▸ STORED ROWS:
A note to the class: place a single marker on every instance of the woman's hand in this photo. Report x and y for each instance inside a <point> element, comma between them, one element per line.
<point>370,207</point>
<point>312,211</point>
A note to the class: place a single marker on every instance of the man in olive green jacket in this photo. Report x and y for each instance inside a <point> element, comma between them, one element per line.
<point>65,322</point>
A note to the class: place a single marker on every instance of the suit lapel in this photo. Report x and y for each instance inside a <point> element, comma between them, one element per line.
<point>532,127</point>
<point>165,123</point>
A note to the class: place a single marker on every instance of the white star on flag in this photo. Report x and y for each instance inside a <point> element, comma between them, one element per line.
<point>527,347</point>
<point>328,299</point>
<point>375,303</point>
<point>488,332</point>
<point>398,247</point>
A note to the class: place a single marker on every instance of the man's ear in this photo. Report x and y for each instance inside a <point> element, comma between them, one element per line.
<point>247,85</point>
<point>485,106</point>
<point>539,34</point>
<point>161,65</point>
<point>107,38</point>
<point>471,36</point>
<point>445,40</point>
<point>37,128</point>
* * *
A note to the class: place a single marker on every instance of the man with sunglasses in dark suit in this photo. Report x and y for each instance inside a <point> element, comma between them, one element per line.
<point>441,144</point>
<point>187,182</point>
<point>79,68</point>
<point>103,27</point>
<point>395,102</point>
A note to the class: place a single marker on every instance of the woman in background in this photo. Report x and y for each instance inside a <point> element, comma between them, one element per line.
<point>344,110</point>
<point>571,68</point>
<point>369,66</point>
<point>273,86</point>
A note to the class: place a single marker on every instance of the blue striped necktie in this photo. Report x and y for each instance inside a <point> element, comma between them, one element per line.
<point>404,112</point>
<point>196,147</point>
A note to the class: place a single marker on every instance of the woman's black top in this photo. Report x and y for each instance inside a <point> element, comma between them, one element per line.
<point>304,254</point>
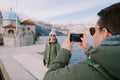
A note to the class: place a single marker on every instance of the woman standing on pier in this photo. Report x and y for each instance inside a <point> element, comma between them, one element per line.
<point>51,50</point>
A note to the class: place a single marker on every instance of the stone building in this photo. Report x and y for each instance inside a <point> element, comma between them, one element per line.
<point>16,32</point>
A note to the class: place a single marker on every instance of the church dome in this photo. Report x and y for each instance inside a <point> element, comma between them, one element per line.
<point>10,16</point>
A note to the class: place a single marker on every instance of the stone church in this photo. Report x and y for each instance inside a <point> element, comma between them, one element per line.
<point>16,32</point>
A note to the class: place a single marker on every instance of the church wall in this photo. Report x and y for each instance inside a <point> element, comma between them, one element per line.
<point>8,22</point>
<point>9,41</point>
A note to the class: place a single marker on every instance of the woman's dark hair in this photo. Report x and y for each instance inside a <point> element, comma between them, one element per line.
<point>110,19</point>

▸ JOB:
Copy out word for word the lines between the one holding "the man with" and the one holding "<point>304,254</point>", both included.

▸ REPLY:
A note to the class: place a single marker on every instance of the man with sunglasses in dark suit in this photo. Report x and y for each instance inside a <point> element, comma between them, one element per line.
<point>441,144</point>
<point>187,182</point>
<point>79,68</point>
<point>103,27</point>
<point>395,102</point>
A note to the class: place a single marker on every instance of the woman in background in this photo. Report x and y for each instance inside a <point> element, comma between them, one element per line.
<point>344,110</point>
<point>571,68</point>
<point>369,66</point>
<point>273,86</point>
A note to the class: place a single marker on every instance of the blue striped necktie in this photo. Report x and y for each instance inside a <point> element, comma between them, one element per line.
<point>404,112</point>
<point>196,147</point>
A note to the class: place a single marker on every instance of the woman's black top in this photo. Report x and y for each instance inside a <point> element, comma between them, one element per line.
<point>304,254</point>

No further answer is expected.